WHAT THE TASK ASKS:
The response should consist of every line below, unchanged.

+++ INPUT RECORDS

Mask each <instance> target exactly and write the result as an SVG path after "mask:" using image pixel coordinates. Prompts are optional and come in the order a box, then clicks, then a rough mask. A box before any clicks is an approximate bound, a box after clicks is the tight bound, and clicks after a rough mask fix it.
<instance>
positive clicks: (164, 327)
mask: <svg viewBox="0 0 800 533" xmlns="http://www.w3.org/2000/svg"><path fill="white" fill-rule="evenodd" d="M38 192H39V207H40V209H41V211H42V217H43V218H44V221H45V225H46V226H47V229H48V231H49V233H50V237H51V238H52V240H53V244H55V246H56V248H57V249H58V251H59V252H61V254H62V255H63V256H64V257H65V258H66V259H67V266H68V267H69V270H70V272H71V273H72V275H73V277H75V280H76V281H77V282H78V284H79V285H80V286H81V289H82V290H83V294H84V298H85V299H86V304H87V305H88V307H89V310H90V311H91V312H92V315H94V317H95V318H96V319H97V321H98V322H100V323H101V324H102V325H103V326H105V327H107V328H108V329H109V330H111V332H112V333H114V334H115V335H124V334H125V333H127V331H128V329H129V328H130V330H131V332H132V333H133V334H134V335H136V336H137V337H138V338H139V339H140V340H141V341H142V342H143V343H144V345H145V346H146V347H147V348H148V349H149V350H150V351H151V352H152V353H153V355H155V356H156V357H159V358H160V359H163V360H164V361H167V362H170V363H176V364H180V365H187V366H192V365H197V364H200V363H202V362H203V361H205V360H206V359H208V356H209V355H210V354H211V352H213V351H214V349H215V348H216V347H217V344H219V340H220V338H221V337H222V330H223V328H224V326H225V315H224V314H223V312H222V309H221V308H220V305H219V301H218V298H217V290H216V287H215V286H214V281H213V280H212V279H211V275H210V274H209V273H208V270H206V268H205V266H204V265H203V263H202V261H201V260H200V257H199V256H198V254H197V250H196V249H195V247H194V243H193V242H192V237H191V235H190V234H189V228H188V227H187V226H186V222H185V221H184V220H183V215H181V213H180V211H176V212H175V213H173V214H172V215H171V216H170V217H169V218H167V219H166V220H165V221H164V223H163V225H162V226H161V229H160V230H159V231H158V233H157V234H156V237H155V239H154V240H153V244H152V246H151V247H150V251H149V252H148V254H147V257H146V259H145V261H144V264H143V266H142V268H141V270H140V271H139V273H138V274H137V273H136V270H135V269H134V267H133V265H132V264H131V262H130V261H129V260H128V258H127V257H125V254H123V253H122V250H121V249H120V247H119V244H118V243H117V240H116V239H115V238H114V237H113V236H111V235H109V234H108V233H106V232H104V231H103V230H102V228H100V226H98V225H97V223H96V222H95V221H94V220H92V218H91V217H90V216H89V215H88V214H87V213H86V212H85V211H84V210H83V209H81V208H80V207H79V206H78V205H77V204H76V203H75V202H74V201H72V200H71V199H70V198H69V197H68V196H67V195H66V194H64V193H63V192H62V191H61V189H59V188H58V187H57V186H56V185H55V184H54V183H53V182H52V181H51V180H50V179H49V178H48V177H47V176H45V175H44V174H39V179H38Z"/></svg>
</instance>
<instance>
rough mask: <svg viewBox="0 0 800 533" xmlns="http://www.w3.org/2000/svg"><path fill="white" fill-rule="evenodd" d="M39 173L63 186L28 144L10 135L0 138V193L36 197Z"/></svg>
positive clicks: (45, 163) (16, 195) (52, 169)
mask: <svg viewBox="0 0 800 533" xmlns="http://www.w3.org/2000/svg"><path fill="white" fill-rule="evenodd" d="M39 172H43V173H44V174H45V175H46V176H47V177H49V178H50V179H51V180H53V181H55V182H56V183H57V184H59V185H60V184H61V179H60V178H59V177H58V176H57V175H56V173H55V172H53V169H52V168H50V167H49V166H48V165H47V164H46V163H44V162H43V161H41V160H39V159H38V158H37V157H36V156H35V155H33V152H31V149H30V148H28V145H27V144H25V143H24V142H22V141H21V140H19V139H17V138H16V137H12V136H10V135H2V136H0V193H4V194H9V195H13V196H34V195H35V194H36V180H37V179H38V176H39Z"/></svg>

++++++

TASK SOLUTION:
Mask each <instance> target exactly and write the result as an SVG path after "mask:" using image pixel coordinates. Prompts are optional and come in the order a box, then clicks, then a rough mask. A box before any clicks is an approximate bound, a box after clicks is the tight bound, and clicks after a rough mask fix it.
<instance>
positive clicks: (164, 327)
mask: <svg viewBox="0 0 800 533" xmlns="http://www.w3.org/2000/svg"><path fill="white" fill-rule="evenodd" d="M38 192H39V207H40V209H41V211H42V217H43V218H44V221H45V225H46V226H47V229H48V231H49V233H50V237H51V238H52V240H53V244H55V246H56V248H57V249H58V251H59V252H61V254H62V255H63V256H64V257H65V258H66V259H67V266H68V267H69V270H70V272H71V273H72V275H73V277H75V280H76V281H77V282H78V284H79V285H80V286H81V289H82V290H83V294H84V298H85V299H86V304H87V305H88V307H89V310H90V311H91V312H92V315H94V317H95V318H96V319H97V321H98V322H100V323H101V324H102V325H103V326H105V327H107V328H108V329H109V330H111V332H112V333H114V334H115V335H124V334H125V333H127V331H128V329H129V328H130V330H131V332H132V333H133V334H134V335H136V336H137V337H138V338H139V339H140V340H141V341H142V342H143V343H144V345H145V346H146V347H147V348H148V349H149V350H150V351H151V352H152V353H153V355H155V356H156V357H159V358H160V359H163V360H164V361H167V362H170V363H176V364H180V365H187V366H192V365H197V364H200V363H202V362H203V361H205V360H206V359H208V356H209V355H210V354H211V352H213V351H214V349H215V348H216V347H217V344H219V340H220V338H221V337H222V330H223V328H224V326H225V315H224V314H223V312H222V309H221V308H220V305H219V301H218V298H217V290H216V287H215V286H214V281H213V280H212V279H211V275H210V274H209V273H208V270H206V268H205V266H204V265H203V263H202V261H201V260H200V257H199V256H198V254H197V250H196V249H195V247H194V243H193V242H192V237H191V235H190V234H189V228H188V227H187V226H186V222H185V221H184V220H183V215H181V213H180V211H176V212H175V213H173V214H172V215H171V216H170V217H169V218H167V219H166V220H165V221H164V223H163V225H162V226H161V229H160V230H159V231H158V233H157V234H156V237H155V239H154V240H153V244H152V246H151V247H150V251H149V252H148V254H147V257H146V259H145V261H144V264H143V266H142V268H141V270H140V271H139V273H138V274H137V273H136V270H135V269H134V267H133V265H132V264H131V262H130V261H129V260H128V258H127V257H125V254H123V253H122V250H121V249H120V247H119V244H118V243H117V240H116V239H115V238H114V237H113V236H111V235H109V234H108V233H106V232H104V231H103V230H102V228H100V226H98V225H97V223H96V222H95V221H94V220H92V218H91V217H90V216H89V215H88V214H87V213H86V212H85V211H84V210H83V209H81V208H80V207H79V206H78V205H77V204H76V203H75V202H74V201H72V200H71V199H70V198H69V197H68V196H67V195H66V194H64V193H63V192H62V191H61V189H59V188H58V187H57V186H56V185H55V184H54V183H53V182H52V181H51V180H50V179H49V178H48V177H47V176H45V175H44V174H39V179H38Z"/></svg>
</instance>
<instance>
rough mask: <svg viewBox="0 0 800 533" xmlns="http://www.w3.org/2000/svg"><path fill="white" fill-rule="evenodd" d="M39 173L63 186L28 144L10 135L0 138V193L36 197Z"/></svg>
positive clicks: (45, 163) (16, 195) (52, 169)
mask: <svg viewBox="0 0 800 533" xmlns="http://www.w3.org/2000/svg"><path fill="white" fill-rule="evenodd" d="M39 172H43V173H44V174H45V175H46V176H47V177H49V178H50V179H51V180H53V181H55V182H56V183H57V184H59V185H60V184H61V179H60V178H59V177H58V176H57V175H56V173H55V172H53V169H52V168H50V167H49V166H48V165H47V164H46V163H44V162H43V161H41V160H39V159H38V158H37V157H36V156H35V155H33V152H31V149H30V148H28V145H27V144H25V143H24V142H22V141H21V140H19V139H17V138H16V137H12V136H10V135H2V136H0V193H4V194H9V195H13V196H34V195H35V194H36V180H37V179H38V176H39Z"/></svg>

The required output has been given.